══ Testo fornito ══
E il Conte bis dovrà affrontare le sue prime prove concrete. Con due cartine di tornasole. La prima si chiama aspettative. Portarle troppo in alto è rischioso, come ha dimostrato il governo precedente con la sua fine della povertà (Luigi Di Maio) o la liberazione dal lavoro (Matteo Salvini). La seconda, ancor più importante, si chiama discontinuità. Il segretario del Pd Nicola Zingaretti ha annunciato urbi et orbi che l’alleanza giallo-rossa nasce all’insegna della discontinuità, ma proprio qui si nascondono le trappole più insidiose.
La trappola più insidiosa è senza dubbio il decreto sicurezza. Stando alle primissime mosse del neo-ministro degli Interni, Lucia Lemorgese, prevale piuttosto la continuità: i porti restano come erano prima, cioè semi chiusi. Ma è davvero troppo presto per avere un’idea precisa, quindi sospendiamo il giudizio.
Più chiaro è quel che emerge dalla politica economica. Il fisco innanzitutto. Seppellita la flat tax, che poi non era affatto piatta, il Pd punta ad alleggerire le imposte che gravano sul lavoro con una detrazione di 1.500 euro per i redditi fino a 35mila euro, che si estende fino ai 55mila euro, ma in misura decrescente (ciò vuol dire 125 euro in più al mese). Tuttavia questo assorbirebbe gli 80 euro e farebbe scendere il bonus mensile ad appena 45 euro. Un’ipotesi alternativa prevede un taglio di due punti alle prime tre aliquote fiscali. In questo caso il beneficio sarebbe esteso a tutti. Nell’un caso e nell’altro il costo s’aggira attorno ai 10 miliardi di euro, grosso modo quello che era previsto per gli 80 euro del governo Renzi. Il Movimento 5 Stelle sembra più propenso a seguire la seconda strada, puntando sulle famiglie, ma soprattutto ha a cuore il salario minimo per legge. Vedremo quale delle due strade prevarrà, o se Pd e M5s troveranno una terza via.
═══
Esercizio breve —
Individua tutte le persone che il testo sul Conte bis cita con nome e cognome. Le righe che seguono costituiscono un materiale a sé, distinto dal testo.
══ Dati registrati ══
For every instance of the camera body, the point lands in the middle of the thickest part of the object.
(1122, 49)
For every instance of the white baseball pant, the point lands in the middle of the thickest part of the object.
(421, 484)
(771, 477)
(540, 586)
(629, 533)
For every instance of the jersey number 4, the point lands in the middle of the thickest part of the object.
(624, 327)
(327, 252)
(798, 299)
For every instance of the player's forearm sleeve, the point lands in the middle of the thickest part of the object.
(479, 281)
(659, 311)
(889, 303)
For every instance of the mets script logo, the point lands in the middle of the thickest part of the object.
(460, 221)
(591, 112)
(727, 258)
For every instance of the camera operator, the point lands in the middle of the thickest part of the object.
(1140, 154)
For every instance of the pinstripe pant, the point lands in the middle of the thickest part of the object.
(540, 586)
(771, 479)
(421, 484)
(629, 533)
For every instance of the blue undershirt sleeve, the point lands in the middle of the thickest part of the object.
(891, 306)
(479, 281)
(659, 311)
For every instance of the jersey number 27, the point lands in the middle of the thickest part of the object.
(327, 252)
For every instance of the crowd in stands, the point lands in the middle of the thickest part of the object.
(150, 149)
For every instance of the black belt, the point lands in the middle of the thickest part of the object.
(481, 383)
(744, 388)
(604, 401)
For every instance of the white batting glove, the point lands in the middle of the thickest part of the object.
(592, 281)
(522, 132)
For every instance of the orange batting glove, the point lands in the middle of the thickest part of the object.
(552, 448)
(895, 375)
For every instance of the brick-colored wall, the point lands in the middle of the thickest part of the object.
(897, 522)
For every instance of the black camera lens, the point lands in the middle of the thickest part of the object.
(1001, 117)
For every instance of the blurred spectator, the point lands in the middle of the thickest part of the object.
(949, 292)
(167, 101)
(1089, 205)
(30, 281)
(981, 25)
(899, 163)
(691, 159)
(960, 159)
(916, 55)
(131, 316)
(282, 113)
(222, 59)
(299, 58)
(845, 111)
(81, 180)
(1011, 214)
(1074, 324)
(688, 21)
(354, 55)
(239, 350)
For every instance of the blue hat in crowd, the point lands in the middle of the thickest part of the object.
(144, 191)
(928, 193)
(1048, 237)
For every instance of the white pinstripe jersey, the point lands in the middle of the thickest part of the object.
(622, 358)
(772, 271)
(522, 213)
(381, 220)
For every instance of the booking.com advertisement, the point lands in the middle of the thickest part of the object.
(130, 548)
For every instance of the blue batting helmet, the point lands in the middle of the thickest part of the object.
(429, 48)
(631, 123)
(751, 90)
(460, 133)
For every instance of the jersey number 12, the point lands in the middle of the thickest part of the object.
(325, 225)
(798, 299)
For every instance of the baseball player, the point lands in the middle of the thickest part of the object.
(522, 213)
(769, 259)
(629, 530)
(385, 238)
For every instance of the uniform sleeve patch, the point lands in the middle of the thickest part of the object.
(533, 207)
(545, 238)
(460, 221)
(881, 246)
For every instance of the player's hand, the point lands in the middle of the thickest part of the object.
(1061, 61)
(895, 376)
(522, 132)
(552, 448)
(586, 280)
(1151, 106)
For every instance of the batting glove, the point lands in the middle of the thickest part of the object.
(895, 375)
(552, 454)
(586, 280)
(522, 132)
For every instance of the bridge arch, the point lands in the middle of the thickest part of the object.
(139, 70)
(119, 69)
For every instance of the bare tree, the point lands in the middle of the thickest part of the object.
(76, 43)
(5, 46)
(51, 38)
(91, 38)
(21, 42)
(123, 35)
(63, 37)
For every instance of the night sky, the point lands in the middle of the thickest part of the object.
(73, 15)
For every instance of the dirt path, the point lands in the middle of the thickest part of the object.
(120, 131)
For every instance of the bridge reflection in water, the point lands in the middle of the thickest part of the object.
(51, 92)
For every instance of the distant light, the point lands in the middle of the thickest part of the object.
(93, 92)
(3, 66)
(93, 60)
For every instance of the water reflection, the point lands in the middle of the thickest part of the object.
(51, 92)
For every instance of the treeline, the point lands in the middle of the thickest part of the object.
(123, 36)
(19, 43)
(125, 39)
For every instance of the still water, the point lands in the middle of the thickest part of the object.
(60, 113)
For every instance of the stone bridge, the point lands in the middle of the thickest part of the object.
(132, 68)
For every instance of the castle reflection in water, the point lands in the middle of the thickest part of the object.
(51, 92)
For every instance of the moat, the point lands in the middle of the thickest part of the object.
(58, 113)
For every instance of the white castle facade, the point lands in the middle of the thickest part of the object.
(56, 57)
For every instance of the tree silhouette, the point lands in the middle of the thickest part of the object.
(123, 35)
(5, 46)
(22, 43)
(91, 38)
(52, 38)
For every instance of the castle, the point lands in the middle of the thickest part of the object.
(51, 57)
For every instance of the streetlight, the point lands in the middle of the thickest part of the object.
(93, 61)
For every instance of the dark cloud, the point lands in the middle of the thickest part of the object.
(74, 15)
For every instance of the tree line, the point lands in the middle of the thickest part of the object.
═══
Risposta svolta —
Luigi Di Maio, Matteo Salvini, Nicola Zingaretti, Lucia Lemorgese.